I used to sub a lot of sidewalks for other guys 
I originally intended the truck as a QC supervisor vehicle but got inpatient with Shoveler’s who were “over whelmed” by larger sidewalks 

“Outta my way Hondo, I’m coming through!”

I really liked that truck 
It would have been a driveway monster
I never did driveways with it tho


----------



## wishfull

JD X748 with HDAP tires (weighted) 4 wheel drive and 52" broom or 54" hydraulic blade. Works great on narrow walks and walks with low overhangs such as signs, awnings, trees etc.


----------



## lawnboy

I love our snowrator . It's easy and gets in tight areas .


----------



## tpendagast

lawnboy said:


> I love our snowrator . It's easy and gets in tight areas .


How do you transport it?
A trailer?


----------



## Kristin Stephan

Give us your feedback! Tell us if this is something that KAGE should pursue!
First Video
Second Video


----------



## EWSplow

Kristin Stephan said:


> Give us your feedback! Tell us if this is something that KAGE should pursue!
> First Video
> Second Video


Some of us old timers don't use FB.


----------



## FredG

I own a Trackless and a bomby, I only seen this this Snowrator thing when AJlawn posted a video when he was dealing with snow off a roof, Seen the advertising about it and a few threads where people owned them but not in action.

I'm not sure I like the stand up and open operators station. But the performance of it looked real handy. I have no real life experience and don't know the retail but was impressed


----------



## FredG

EWSplow said:


> Some of us old timers don't use FB.


How old are you Grandpa??


----------



## Mark Oomkes

Kristin Stephan said:


> Give us your feedback! Tell us if this is something that KAGE should pursue!
> First Video
> Second Video


Feedback is stop using a way of marketing that not everyone can access.

Ever heard of TubeYou?


----------



## FredG

Mark Oomkes said:


> Feedback is stop using a way of marketing that not everyone can access.
> 
> Ever heard of TubeYou?


LMAO, Your killing me.


----------



## Kristin Stephan

Mark Oomkes said:


> Feedback is stop using a way of marketing that not everyone can access.
> 
> Ever heard of TubeYou?


Mark, sorry, this is where the video's are now... no longer on the phone. Do either of the videos play for you?


----------



## Mark Oomkes

I don't have a BookFace account so I can't watch either.


----------



## FredG

Mark Oomkes said:


> I don't have a BookFace account so I can't watch either.


Yes I don't deal with bookface lol. Tubeyou is better.


----------



## EWSplow

FredG said:


> How old are you Grandpa??


Old enough to know FB is,a,waste of time.


----------



## FredG

EWSplow said:


> Old enough to know FB is,a,waste of time.


Lol my Warden uses it to communicate with her Family out of state I think. Were you born before 1958 if so you maybe the oldest member lol. Still early enough to be a founding member of the PS FOG club besides Randell and myself lol.


----------



## FredG

EWSplow said:


> Old enough to know FB is,a,waste of time.


Correction... It's Bookface lol.


----------



## leigh

Never saw this rig before, looks like the major "game changer" of the week.
http://www.fisherplows.com/products/rb-400/


----------



## Kristin Stephan

Try these:
Video 1
Vidoe 2


----------



## m_ice

I don't have Facebook and could view the videos but I'm not sure what the question is??? I'm not where I can turn volume up but it looks like a blower for a front mount mower platform.

To do:
(a) Retype the passage from the snow removal thread, starting at "I really liked" and ending at "awnings, trees etc.".
(b) Answer these questions using the snow removal thread:
(i) What broom width does wishfull give for the JD X748 setup?
(ii) Which two machines does FredG say he owns?
(iii) What birth year does FredG ask EWSplow about?
(c) In the snow removal thread, which usernames belong to posters who quote another member's post? Name each one once.

(Excerpts of location labeling data)
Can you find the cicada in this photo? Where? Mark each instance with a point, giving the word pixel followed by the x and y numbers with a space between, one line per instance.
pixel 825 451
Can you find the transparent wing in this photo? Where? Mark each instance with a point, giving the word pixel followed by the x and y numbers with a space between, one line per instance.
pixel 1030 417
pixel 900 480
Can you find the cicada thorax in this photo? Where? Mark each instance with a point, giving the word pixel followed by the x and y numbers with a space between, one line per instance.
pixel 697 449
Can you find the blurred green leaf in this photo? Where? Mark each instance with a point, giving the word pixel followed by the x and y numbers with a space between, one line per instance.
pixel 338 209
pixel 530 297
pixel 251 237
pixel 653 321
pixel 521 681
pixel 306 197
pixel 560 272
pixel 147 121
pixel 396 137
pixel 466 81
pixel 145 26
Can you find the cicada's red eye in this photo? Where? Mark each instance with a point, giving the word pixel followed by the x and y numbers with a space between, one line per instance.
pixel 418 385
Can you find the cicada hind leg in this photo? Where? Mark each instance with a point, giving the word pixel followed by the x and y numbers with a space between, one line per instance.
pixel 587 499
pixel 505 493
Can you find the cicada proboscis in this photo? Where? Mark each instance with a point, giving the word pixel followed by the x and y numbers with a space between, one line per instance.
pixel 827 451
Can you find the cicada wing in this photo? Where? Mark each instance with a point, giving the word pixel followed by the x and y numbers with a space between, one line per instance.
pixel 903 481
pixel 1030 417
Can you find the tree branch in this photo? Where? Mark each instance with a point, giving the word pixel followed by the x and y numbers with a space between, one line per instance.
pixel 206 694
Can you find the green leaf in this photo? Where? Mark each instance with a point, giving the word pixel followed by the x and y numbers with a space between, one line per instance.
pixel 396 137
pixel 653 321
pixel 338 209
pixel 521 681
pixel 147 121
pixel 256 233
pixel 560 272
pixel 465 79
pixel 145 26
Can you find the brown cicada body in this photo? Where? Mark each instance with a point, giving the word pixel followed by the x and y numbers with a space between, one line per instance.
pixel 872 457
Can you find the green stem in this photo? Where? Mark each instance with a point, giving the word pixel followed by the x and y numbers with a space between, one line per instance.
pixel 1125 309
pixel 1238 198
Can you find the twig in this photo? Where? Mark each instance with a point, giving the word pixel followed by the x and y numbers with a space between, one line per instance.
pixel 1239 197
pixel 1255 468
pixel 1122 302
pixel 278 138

Answers per task:
(a)
I really liked that truck 
It would have been a driveway monster
I never did driveways with it tho


----------



## wishfull

JD X748 with HDAP tires (weighted) 4 wheel drive and 52" broom or 54" hydraulic blade. Works great on narrow walks and walks with low overhangs such as signs, awnings, trees etc.

(b)
(i) 52"
(ii) A Trackless and a bomby
(iii) 1958

(c) tpendagast, EWSplow, FredG, Mark Oomkes, Kristin Stephan